> DATASET ENTRIES:
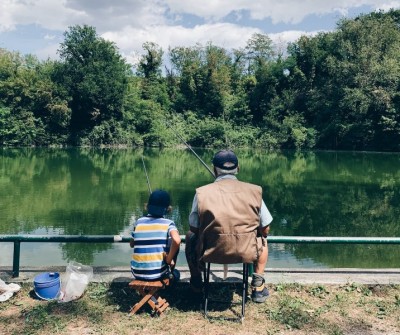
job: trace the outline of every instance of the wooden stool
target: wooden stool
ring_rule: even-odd
[[[166,288],[168,285],[169,278],[157,281],[132,280],[129,286],[139,292],[142,296],[142,300],[132,307],[130,313],[135,314],[147,302],[152,310],[161,316],[169,306],[169,303],[167,300],[161,298],[157,294],[157,291]]]

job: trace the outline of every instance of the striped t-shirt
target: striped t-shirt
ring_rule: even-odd
[[[163,253],[169,252],[170,232],[178,230],[175,223],[165,218],[145,216],[136,221],[132,232],[131,271],[140,280],[161,278],[168,270]]]

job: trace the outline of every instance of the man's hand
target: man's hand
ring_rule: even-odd
[[[164,261],[170,266],[171,269],[173,269],[175,268],[175,261],[173,258],[170,259],[169,255],[169,253],[167,254],[166,252],[164,252]]]

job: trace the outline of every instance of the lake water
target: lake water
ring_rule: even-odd
[[[211,166],[214,151],[196,150]],[[236,150],[276,236],[400,236],[400,154]],[[170,192],[180,234],[210,173],[184,149],[0,149],[0,234],[128,236],[149,190]],[[0,243],[0,265],[12,264]],[[270,244],[267,267],[399,267],[397,245]],[[129,266],[128,244],[22,243],[21,266]],[[181,252],[180,263],[184,263]]]

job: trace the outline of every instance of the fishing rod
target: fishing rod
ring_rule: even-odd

> DIRECTIVE:
Collect each line of the listing above that contains the word "stool".

> RESULT FOR THIS EXERCISE:
job: trace the outline of every instance of the wooden stool
target: wooden stool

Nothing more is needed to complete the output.